GIVEN DATA:
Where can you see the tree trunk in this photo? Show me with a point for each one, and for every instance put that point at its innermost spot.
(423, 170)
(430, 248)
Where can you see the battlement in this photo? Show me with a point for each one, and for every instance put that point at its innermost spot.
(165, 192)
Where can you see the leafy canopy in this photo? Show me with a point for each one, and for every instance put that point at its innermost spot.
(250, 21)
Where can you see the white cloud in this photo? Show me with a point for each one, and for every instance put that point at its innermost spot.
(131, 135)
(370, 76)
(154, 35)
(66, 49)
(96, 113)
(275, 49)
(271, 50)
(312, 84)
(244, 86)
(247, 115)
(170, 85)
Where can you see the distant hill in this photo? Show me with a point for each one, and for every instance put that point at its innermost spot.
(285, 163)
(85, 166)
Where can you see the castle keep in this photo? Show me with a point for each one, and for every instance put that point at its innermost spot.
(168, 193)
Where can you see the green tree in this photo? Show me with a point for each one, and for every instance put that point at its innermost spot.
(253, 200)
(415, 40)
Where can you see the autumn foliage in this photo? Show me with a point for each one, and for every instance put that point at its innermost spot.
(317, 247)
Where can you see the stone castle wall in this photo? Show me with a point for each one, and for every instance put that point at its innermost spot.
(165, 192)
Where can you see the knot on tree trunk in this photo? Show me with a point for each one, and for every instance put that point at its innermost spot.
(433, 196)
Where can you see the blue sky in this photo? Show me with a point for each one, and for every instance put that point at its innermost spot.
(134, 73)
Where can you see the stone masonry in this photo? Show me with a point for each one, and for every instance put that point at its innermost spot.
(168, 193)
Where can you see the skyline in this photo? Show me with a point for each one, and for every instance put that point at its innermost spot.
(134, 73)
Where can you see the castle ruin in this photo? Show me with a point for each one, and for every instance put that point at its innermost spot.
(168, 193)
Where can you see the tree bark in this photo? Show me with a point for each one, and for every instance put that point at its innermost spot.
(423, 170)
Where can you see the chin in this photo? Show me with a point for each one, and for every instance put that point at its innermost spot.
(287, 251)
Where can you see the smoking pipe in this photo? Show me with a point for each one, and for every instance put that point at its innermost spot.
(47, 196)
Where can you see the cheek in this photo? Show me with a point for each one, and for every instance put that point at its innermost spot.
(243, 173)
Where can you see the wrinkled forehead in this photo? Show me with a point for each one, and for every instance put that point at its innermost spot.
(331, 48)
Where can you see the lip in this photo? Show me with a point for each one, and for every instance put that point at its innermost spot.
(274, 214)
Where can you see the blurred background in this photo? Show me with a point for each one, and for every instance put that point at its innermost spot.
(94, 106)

WHAT THE EXERCISE ASKS:
Extract each line of the material exactly as it stands.

YOUR RESPONSE:
Where can you see the tree trunk in this photo? Show me with a point for each one, and for every instance put that point at its innermost spot.
(423, 170)
(430, 248)
Where can you see the battlement in this photo? Show me with a point for each one, and for every instance put that point at its innermost spot.
(165, 192)
Where can you see the leafy canopy in this photo? Show me with a point for each one, and for every instance put that point at its innermost spot.
(250, 21)
Where can you see the white cloud in this photo? Show me with a point for each one, and for every instance put that point at its innermost spot.
(131, 135)
(370, 76)
(154, 35)
(66, 49)
(96, 113)
(275, 49)
(271, 50)
(312, 84)
(244, 86)
(247, 115)
(170, 85)
Where can you see the distant hill in this photo? Show me with a point for each one, and for every instance put that point at its innermost spot.
(285, 163)
(85, 166)
Where can you see the castle keep in this photo? Show me with a point for each one, and for every instance put that point at its innermost spot.
(168, 193)
Where can you see the green tree in this photo? Show me with a point for each one, and for every instance put that point at its innermost spot.
(253, 200)
(415, 40)
Where can you see the autumn foliage in this photo? Show me with a point for each one, and for every instance put that point at its innermost spot.
(317, 247)
Where can you see the stone castle wall in this photo? Show me with a point for each one, and for every instance put that point at its innermost spot.
(165, 192)
Where can you see the knot on tree trunk in this photo? Show me with a point for each one, and for every instance put that point at its innermost spot.
(433, 196)
Where can you see the blue sky in this photo? Show me with a point for each one, and for every instance put that point at its innermost spot.
(134, 73)
Where can you see the stone masonry in this photo? Show me with a point for each one, and for every instance put that point at its innermost spot.
(168, 193)
Where can you see the skyline in this photo? Show me with a point for each one, and for every instance put that point at its innermost spot.
(134, 73)
Where can you see the castle ruin in this photo? Show me with a point for each one, and for every instance put that point at its innermost spot.
(168, 193)
Where can you see the tree bark in this photo? Show me with a point for each one, and for every instance put that point at its innermost spot.
(423, 170)
Where can you see the chin in this photo? Show me with a point for each one, and for every instance put that point at its innermost spot.
(287, 251)
Where can you see the smoking pipe in this photo? Show me with a point for each one, and for every instance put that point at its innermost spot.
(47, 196)
Where can you see the cheek in this photo? Show me with a point for each one, and for every instance put that point at its innermost spot.
(243, 173)
Where can you see the wrinkled forehead in this photo? Show me with a point for each one, and for every instance put that point at its innermost spot.
(331, 48)
Where can you see the lip in this photo? Show me with a point for each one, and for every instance put that point at its innermost spot.
(274, 214)
Where can you see the blurred background in this photo? Show me with a point for each one, and for every instance put that point at its innermost spot.
(94, 106)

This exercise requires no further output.